Introducing MadCrime, a Django-based scraper of incident reports released by the Madison Police Department
tl:dr - I can finally say I made a Django application, and it’s live on the web and available on GitHub. For now I’ll call it MadCrime, and it scrapes Madison Police Department incident reports and displays the content to the user.
It’s been more than a year in the making, but I can finally say I built and deployed a Django project.
The project itself isn’t overly complicated, but it has a high ceiling and most of all has given me some confidence in my practice habits and ability to retain concepts.
For now I’m calling it MadCrime, and its purpose is to scrape Madison Police Department incident reports, store them in a database and display the content to the user with a map of the incident. It also offers access to the JSON of the incidents using Tastypie.
There are limitations; some from the data, more based on my abilities. For instance, suspect, arrest and victim details are entered into one field, and I would need to either manually separate out, or figure out how to parse out the details into separate fields. More importantly, this table is not the comprehensive list of Madison Police Department incident reports, but rather a snapshot that is released to the public.

----

Problem 1:
Identify every row that contains the string "lamp" and copy each one in full.
The text and the rows come from unrelated sources.

----

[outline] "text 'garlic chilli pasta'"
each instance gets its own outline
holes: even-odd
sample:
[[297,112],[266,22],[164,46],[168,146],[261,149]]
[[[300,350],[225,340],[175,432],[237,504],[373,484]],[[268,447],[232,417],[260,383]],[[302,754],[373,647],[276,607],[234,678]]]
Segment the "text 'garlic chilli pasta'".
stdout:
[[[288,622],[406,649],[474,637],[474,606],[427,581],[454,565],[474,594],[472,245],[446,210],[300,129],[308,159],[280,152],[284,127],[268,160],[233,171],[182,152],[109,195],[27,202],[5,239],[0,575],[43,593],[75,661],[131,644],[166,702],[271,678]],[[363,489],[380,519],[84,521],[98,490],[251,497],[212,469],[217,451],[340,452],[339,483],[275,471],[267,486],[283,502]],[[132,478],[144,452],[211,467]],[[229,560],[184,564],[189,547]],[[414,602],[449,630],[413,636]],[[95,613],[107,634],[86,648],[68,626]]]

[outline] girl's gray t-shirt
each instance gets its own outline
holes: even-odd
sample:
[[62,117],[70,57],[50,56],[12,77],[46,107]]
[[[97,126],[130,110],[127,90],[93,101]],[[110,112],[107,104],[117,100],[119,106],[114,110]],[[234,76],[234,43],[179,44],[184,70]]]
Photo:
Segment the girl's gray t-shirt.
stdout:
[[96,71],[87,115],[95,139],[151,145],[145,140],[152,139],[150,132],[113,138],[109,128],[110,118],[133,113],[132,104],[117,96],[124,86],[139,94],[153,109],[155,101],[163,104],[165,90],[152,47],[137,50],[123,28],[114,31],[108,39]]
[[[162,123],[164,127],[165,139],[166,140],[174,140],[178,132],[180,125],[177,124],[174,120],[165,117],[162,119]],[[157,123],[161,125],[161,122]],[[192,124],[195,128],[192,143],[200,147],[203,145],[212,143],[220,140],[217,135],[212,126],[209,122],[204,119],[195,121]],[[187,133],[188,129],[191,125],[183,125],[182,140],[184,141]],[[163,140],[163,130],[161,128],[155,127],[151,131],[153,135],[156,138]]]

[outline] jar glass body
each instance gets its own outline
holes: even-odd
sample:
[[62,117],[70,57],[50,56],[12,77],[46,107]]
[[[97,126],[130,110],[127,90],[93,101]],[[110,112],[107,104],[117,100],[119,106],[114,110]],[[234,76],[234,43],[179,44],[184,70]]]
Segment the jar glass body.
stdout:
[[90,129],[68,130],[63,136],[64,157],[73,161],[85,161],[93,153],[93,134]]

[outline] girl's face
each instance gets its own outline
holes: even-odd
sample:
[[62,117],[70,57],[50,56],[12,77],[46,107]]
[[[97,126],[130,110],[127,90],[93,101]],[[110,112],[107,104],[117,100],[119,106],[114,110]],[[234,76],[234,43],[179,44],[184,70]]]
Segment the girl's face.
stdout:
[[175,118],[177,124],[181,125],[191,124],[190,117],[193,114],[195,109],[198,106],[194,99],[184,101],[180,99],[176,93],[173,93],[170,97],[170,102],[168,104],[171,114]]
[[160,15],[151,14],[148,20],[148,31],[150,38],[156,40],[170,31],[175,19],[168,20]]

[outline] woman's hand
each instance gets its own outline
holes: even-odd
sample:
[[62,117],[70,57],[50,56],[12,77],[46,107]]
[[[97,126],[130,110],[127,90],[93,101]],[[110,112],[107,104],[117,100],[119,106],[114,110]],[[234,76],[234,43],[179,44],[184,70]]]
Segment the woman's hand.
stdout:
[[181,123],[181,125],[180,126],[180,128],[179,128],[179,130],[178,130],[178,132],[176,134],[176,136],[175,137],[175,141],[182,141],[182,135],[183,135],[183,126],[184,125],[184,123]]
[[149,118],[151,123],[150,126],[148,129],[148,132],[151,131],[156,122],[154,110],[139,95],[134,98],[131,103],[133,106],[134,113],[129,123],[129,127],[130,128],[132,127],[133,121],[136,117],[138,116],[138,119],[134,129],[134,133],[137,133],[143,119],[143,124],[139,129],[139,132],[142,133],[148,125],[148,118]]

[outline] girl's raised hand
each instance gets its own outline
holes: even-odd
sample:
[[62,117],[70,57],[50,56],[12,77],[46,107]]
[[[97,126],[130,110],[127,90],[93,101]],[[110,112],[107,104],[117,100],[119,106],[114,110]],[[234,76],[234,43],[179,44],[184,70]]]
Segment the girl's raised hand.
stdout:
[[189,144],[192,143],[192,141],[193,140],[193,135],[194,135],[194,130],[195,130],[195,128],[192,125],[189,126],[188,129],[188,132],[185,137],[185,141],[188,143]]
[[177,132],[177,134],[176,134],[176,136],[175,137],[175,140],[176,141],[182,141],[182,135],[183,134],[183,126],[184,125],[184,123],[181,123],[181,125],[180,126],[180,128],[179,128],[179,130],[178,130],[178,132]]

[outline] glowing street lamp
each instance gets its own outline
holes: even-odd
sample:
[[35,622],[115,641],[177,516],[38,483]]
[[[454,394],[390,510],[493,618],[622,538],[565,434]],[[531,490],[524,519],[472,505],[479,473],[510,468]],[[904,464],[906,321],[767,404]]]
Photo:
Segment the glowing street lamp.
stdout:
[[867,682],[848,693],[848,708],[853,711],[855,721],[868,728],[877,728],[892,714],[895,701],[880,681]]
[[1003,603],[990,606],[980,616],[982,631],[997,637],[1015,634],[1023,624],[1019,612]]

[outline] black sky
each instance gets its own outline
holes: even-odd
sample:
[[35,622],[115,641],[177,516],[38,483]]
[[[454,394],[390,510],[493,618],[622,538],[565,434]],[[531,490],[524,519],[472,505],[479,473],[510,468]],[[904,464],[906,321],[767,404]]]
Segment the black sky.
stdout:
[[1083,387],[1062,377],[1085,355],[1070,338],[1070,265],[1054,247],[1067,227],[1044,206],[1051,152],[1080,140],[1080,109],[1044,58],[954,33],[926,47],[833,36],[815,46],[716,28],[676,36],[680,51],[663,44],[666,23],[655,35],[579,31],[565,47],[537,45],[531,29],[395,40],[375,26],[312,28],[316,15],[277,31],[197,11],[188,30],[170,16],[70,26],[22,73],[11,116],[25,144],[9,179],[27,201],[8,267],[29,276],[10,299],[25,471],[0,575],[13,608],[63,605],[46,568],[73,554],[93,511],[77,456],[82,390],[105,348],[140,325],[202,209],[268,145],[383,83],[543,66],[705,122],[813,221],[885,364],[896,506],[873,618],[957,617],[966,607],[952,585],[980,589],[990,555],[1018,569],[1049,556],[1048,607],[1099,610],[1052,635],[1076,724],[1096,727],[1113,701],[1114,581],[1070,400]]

----

Problem 2:
According to the MadCrime post, what tool provides access to the JSON of the incidents?

Full solution 1:
[outline] glowing street lamp
Segment the glowing street lamp.

Full solution 2:
Tastypie